### Document passage

- - - -

In film, Curry starred as Rooster Hannigan in Annie (1982), the Lord of Darkness in Legend (1985), Wadsworth in Clue (1985), the Concierge in Home Alone 2: Lost in New York (1992), Cardinal Richelieu in The Three Musketeers (1993), and Long John Silver in Muppet Treasure Island (1996). Other film credits include The Worst Witch (1986), The Hunt for Red October (1990), Congo (1995), Charlie's Angels (2000), Scary Movie 2 (2001), and Kinsey (2004). On television, he played Pennywise in the miniseries It (1990) and earned a Primetime Emmy Award nomination for his role as a family of hillbillies in the HBO anthology series Tales from the Crypt (1993).

A prolific voice-over performer, Curry won a Daytime Emmy Award for voicing Captain Hook on Peter Pan & the Pirates (1990–1991) and was Grammy-nominated for his audiobook reading of A Series of Unfortunate Events: The Bad Beginning (2001). He also voiced Hexxus in FernGully: The Last Rainforest (1992), Sir Nigel Thornberry in The Wild Thornberrys (1998–2004), Doviculus in Brütal Legend (2009), and Chancellor Palpatine / Darth Sidious in Star Wars: The Clone Wars (2012–2014). Outside of acting, he released three studio albums: Read My Lips (1978), Fearless (1979), and Simplicity (1981), with the latter two charting on the US Billboard 200. His memoir Vagabond was published in 2025, a year before his death.

==Early life and education==
Timothy James Curry was born on 19 April 1946 in Grappenhall, Cheshire, the son of school secretary Patricia (née Langmead) and Royal Navy chaplain James Curry. He had an elder sister, Judith. Within a year of Curry's birth, the family moved to Hong Kong. During his early childhood, the family moved to a different British seaside town every 18 months to follow his father's career, eventually settling in Plymouth when Curry was 11.

- - - -

### Data for review
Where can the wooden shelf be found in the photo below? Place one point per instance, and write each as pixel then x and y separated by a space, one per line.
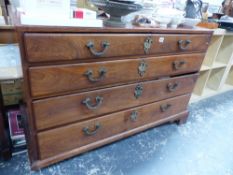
pixel 212 51
pixel 201 82
pixel 214 81
pixel 204 68
pixel 225 52
pixel 218 65
pixel 216 74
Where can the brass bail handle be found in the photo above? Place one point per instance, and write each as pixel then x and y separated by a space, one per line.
pixel 184 44
pixel 147 44
pixel 172 87
pixel 165 107
pixel 88 132
pixel 177 65
pixel 91 46
pixel 89 75
pixel 134 116
pixel 87 102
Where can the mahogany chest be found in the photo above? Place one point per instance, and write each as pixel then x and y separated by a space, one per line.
pixel 87 87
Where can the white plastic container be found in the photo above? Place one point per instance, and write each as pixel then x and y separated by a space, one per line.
pixel 46 8
pixel 10 62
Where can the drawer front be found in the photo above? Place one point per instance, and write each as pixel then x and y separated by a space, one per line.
pixel 55 80
pixel 58 47
pixel 73 136
pixel 67 109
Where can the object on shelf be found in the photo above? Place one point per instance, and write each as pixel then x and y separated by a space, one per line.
pixel 16 126
pixel 191 22
pixel 17 135
pixel 144 21
pixel 85 14
pixel 10 63
pixel 116 10
pixel 12 92
pixel 59 9
pixel 226 22
pixel 168 17
pixel 208 25
pixel 193 9
pixel 29 20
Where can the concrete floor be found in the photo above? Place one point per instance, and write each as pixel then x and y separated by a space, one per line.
pixel 203 146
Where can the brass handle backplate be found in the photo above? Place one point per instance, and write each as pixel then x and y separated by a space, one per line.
pixel 88 132
pixel 177 65
pixel 184 44
pixel 87 103
pixel 138 91
pixel 172 86
pixel 142 68
pixel 165 107
pixel 105 45
pixel 147 44
pixel 134 116
pixel 89 75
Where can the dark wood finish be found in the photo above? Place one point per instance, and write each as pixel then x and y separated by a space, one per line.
pixel 45 162
pixel 5 148
pixel 72 136
pixel 62 110
pixel 133 29
pixel 52 80
pixel 7 36
pixel 55 47
pixel 55 84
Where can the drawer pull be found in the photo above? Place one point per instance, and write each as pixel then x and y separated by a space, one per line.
pixel 184 44
pixel 142 68
pixel 138 91
pixel 177 65
pixel 105 45
pixel 102 73
pixel 87 103
pixel 134 116
pixel 87 131
pixel 172 86
pixel 165 107
pixel 147 44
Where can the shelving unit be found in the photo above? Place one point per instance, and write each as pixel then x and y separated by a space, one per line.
pixel 216 74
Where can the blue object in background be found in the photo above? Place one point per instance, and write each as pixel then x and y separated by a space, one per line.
pixel 203 146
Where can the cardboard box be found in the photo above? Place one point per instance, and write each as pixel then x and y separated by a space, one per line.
pixel 12 92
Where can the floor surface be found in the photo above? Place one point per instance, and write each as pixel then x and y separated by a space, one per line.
pixel 203 146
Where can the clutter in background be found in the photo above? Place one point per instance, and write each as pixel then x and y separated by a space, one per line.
pixel 16 129
pixel 10 63
pixel 12 92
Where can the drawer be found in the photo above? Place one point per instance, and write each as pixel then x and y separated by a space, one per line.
pixel 67 109
pixel 61 47
pixel 55 80
pixel 63 139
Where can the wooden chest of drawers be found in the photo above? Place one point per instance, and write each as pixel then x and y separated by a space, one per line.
pixel 85 87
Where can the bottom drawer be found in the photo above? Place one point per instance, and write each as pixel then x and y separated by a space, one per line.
pixel 66 138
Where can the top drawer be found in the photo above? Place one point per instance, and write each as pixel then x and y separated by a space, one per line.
pixel 58 47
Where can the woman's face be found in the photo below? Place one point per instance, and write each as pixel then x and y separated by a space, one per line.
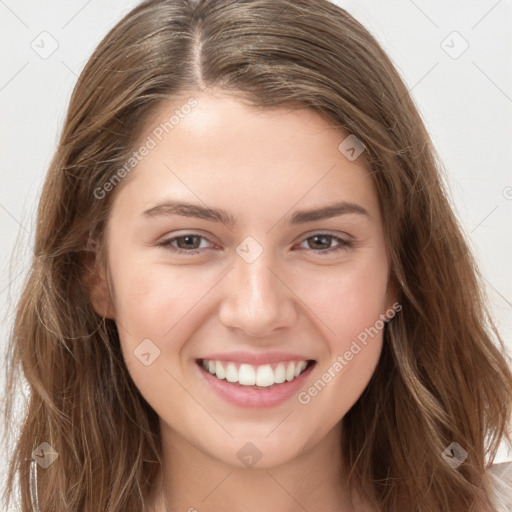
pixel 246 241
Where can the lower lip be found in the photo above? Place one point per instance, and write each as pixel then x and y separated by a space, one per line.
pixel 244 396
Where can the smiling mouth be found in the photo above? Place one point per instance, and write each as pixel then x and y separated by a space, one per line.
pixel 266 376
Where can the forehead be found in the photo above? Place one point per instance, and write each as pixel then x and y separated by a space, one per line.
pixel 223 151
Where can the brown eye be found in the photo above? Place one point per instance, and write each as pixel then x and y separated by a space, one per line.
pixel 321 243
pixel 185 244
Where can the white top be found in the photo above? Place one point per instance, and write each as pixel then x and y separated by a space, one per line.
pixel 501 477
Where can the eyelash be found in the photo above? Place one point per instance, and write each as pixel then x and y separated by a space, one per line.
pixel 343 244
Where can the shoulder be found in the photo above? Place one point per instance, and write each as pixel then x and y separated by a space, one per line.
pixel 501 481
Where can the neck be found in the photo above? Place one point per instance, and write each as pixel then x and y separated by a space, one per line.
pixel 191 479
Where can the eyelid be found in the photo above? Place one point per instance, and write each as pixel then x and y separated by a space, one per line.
pixel 343 243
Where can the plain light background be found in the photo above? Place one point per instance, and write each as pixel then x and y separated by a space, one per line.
pixel 454 56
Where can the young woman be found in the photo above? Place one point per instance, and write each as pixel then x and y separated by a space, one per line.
pixel 249 290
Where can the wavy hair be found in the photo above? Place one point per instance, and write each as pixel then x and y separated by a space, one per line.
pixel 442 377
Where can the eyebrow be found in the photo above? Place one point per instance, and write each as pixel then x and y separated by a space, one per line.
pixel 219 215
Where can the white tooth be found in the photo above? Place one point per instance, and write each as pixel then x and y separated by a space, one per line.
pixel 265 376
pixel 290 371
pixel 299 367
pixel 231 373
pixel 279 374
pixel 219 370
pixel 246 375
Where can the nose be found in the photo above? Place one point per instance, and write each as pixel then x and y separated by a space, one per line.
pixel 257 298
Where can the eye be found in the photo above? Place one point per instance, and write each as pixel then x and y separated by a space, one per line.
pixel 190 243
pixel 323 242
pixel 186 244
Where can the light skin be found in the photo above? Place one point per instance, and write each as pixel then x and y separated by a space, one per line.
pixel 261 167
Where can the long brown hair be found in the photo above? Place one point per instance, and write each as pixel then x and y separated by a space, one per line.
pixel 442 376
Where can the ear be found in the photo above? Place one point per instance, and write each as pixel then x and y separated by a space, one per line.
pixel 96 282
pixel 392 292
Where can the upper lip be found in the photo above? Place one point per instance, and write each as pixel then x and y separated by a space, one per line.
pixel 256 359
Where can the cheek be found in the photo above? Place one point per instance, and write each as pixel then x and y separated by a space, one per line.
pixel 346 300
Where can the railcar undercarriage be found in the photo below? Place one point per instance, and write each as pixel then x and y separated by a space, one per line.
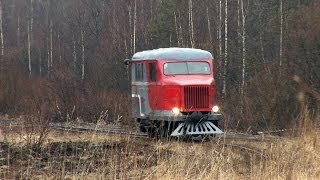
pixel 183 126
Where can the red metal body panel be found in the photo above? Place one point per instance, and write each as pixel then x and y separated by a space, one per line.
pixel 187 92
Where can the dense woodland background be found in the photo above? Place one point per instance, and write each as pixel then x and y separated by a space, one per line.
pixel 64 58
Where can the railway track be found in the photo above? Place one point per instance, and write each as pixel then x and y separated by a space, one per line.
pixel 126 130
pixel 131 131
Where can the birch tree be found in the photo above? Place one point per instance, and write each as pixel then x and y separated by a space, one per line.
pixel 220 40
pixel 225 65
pixel 134 25
pixel 29 46
pixel 191 31
pixel 1 30
pixel 281 34
pixel 83 60
pixel 243 13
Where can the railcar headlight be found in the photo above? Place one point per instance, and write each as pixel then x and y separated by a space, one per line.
pixel 175 110
pixel 215 109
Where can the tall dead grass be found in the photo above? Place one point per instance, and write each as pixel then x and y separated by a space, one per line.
pixel 67 155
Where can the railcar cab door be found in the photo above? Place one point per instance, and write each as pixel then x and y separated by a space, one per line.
pixel 140 99
pixel 153 87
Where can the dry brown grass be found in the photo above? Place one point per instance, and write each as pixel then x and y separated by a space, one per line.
pixel 66 155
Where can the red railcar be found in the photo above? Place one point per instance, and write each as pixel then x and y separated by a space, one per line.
pixel 173 92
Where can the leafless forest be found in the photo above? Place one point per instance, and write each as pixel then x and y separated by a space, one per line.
pixel 63 58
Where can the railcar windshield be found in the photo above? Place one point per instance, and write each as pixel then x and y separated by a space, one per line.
pixel 176 68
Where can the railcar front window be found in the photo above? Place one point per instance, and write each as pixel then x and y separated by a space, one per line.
pixel 186 68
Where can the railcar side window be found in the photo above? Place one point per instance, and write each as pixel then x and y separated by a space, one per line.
pixel 139 72
pixel 152 72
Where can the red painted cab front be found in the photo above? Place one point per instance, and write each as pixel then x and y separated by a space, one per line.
pixel 174 85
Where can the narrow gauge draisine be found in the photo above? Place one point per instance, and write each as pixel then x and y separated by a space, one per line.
pixel 173 92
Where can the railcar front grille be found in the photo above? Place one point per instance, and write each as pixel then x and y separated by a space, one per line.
pixel 196 97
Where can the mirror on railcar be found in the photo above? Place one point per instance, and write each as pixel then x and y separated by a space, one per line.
pixel 127 61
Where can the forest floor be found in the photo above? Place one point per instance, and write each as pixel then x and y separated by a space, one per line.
pixel 92 155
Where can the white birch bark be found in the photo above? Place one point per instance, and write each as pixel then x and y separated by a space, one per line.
pixel 48 55
pixel 1 30
pixel 130 28
pixel 220 40
pixel 180 30
pixel 18 32
pixel 134 26
pixel 243 48
pixel 60 53
pixel 281 33
pixel 51 44
pixel 176 26
pixel 225 65
pixel 29 47
pixel 209 26
pixel 74 54
pixel 40 63
pixel 31 19
pixel 191 31
pixel 83 60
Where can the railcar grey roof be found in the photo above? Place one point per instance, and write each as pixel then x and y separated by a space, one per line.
pixel 172 54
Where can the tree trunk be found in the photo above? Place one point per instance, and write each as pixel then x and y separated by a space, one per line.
pixel 209 27
pixel 74 54
pixel 220 40
pixel 1 30
pixel 191 31
pixel 18 32
pixel 225 65
pixel 177 31
pixel 134 26
pixel 243 48
pixel 51 44
pixel 281 34
pixel 83 62
pixel 29 47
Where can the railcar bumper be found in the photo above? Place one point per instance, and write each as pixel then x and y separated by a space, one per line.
pixel 194 117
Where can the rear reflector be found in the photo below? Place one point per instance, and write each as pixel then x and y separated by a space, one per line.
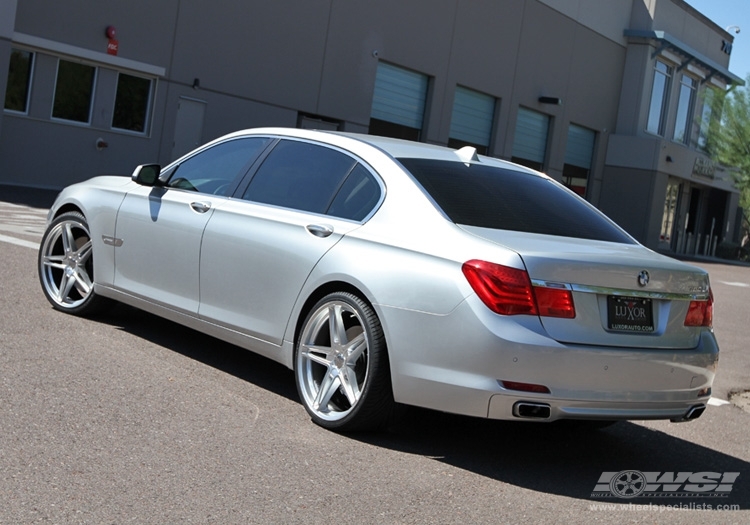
pixel 701 313
pixel 508 291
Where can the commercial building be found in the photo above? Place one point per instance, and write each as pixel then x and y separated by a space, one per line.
pixel 607 96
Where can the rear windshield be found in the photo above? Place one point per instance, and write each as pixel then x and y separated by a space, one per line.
pixel 503 199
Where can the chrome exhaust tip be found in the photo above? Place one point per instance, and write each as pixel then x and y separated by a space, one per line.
pixel 527 410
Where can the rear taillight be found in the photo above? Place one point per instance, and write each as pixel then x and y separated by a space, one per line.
pixel 701 313
pixel 508 291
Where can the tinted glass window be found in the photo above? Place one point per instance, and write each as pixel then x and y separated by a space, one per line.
pixel 131 103
pixel 300 175
pixel 215 169
pixel 357 197
pixel 502 199
pixel 74 91
pixel 19 80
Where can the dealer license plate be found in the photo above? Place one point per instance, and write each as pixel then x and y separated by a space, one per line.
pixel 630 314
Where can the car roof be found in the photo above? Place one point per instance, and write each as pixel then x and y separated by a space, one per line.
pixel 396 148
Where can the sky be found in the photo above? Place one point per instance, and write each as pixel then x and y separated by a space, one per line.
pixel 726 13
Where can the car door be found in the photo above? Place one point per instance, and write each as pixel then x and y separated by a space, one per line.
pixel 259 250
pixel 160 227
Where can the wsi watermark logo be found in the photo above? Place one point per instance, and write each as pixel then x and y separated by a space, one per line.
pixel 636 484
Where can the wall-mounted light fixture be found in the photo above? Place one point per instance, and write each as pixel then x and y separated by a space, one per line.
pixel 550 100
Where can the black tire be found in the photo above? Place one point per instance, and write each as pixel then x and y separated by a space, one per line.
pixel 341 365
pixel 66 266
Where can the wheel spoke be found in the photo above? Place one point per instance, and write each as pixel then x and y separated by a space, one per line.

- - - -

### What you should do
Write out the passage on Curry's career and early life in full, word for word.

### Written reply
In film, Curry starred as Rooster Hannigan in Annie (1982), the Lord of Darkness in Legend (1985), Wadsworth in Clue (1985), the Concierge in Home Alone 2: Lost in New York (1992), Cardinal Richelieu in The Three Musketeers (1993), and Long John Silver in Muppet Treasure Island (1996). Other film credits include The Worst Witch (1986), The Hunt for Red October (1990), Congo (1995), Charlie's Angels (2000), Scary Movie 2 (2001), and Kinsey (2004). On television, he played Pennywise in the miniseries It (1990) and earned a Primetime Emmy Award nomination for his role as a family of hillbillies in the HBO anthology series Tales from the Crypt (1993).

A prolific voice-over performer, Curry won a Daytime Emmy Award for voicing Captain Hook on Peter Pan & the Pirates (1990–1991) and was Grammy-nominated for his audiobook reading of A Series of Unfortunate Events: The Bad Beginning (2001). He also voiced Hexxus in FernGully: The Last Rainforest (1992), Sir Nigel Thornberry in The Wild Thornberrys (1998–2004), Doviculus in Brütal Legend (2009), and Chancellor Palpatine / Darth Sidious in Star Wars: The Clone Wars (2012–2014). Outside of acting, he released three studio albums: Read My Lips (1978), Fearless (1979), and Simplicity (1981), with the latter two charting on the US Billboard 200. His memoir Vagabond was published in 2025, a year before his death.

==Early life and education==
Timothy James Curry was born on 19 April 1946 in Grappenhall, Cheshire, the son of school secretary Patricia (née Langmead) and Royal Navy chaplain James Curry. He had an elder sister, Judith. Within a year of Curry's birth, the family moved to Hong Kong. During his early childhood, the family moved to a different British seaside town every 18 months to follow his father's career, eventually settling in Plymouth when Curry was 11.